**WHAT YOU ARE ASKED TO DO**: Continue the passage below about public misunderstanding of how judges decide cases, picking up after its final sentence.

**PASSAGE PROVIDED**:

Everyone is entitled to express an opinion – that is one of our country's great strengths. The difficulty is in trying to give a true picture of a decision to the public when opinions that are based on little or no information are in wide circulation instantaneously. Persons understandably are interested in a result, not how the judge reached it, but reasoning often is the key to the entire decision. Judges frequently are asked to speak to groups, classes, and organizations. It is surprising how many people in all walks of life believe judges and juries can do whatever we wish to do, as if the law is something we make up to fit the facts of a case -- that we are not bound by our oath to consider the Constitution, statutes, case law (both binding and persuasive), legislative history, and the many other sources of authority in deciding a case. There is a belief that judges manipulate the law to reach a given result. Of course, that is not the case, and we do our best to get the truth to the people. A second factor is the emotional pull. On occasion we deal with issues which tend to arouse strong feelings and may not leave much room for measured thinking. Someone once told me about a memoir in which a father told his daughter that "feeling is not the same thing as thinking." That sums it up very well, and contributes to the lingering misperception. To answer your question specifically, my colleagues and I take each opportunity and make every effort to explain what we do and how we do it. The information is available – the judiciary is the only branch of government required to explain every decision in writing, and the opinions are posted on several websites. Of course, much of our writing is not particularly riveting, which is another topic we will get to later.

**COLLECTED DATA**:
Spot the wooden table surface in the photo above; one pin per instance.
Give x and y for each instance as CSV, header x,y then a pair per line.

**TASK RESPONSE**:
3. Even great lawyers seek affirmation of their talent. Sometimes, our profession's best are unaware of habits or practices they employ that may be ineffective with, if not sometimes annoying to, judges. What things do you see lawyers do during actual trial that would be best if not done? That is, can you give me a list of don'ts?

There are not too many, and most of them are common sense matters. As a start, be familiar with your judge's practices. For example, I never require lawyers to ask permission to approach a witness with an exhibit (it is in my guidelines available online), but invariably they do. Handling documents, identifying them properly, and offering them are often a bit more troublesome than necessary, even for lawyers who have been practicing for decades. A lawyer should always have papers at his or her fingertips, ready to use them in an examination, particularly when court starts up after a recess. There is no reason to wait until the jury is in the box to retrieve and organize them. Finally, lawyers should respect the system. Everyone involved is entitled to common courtesy. In recent years, it appears lawyers increasingly feel the need to show they control the courtroom, which is a mistake. A lawyer who comes to court to prove anything other than his or her case to the trier of fact is in the wrong place. I do not know why this is happening, but I suspect that as fewer cases go to trial, lawyers have fewer opportunities to learn proper courtroom decorum, and television is not an adequate source of instruction. Bombast is not passion, and arrogance is not strength. Jurors identify to a greater extent with a judge than counsel, likely because neither the judge nor the jury has a stake in the outcome. Counsel's disrespect to the court backfires more often than not.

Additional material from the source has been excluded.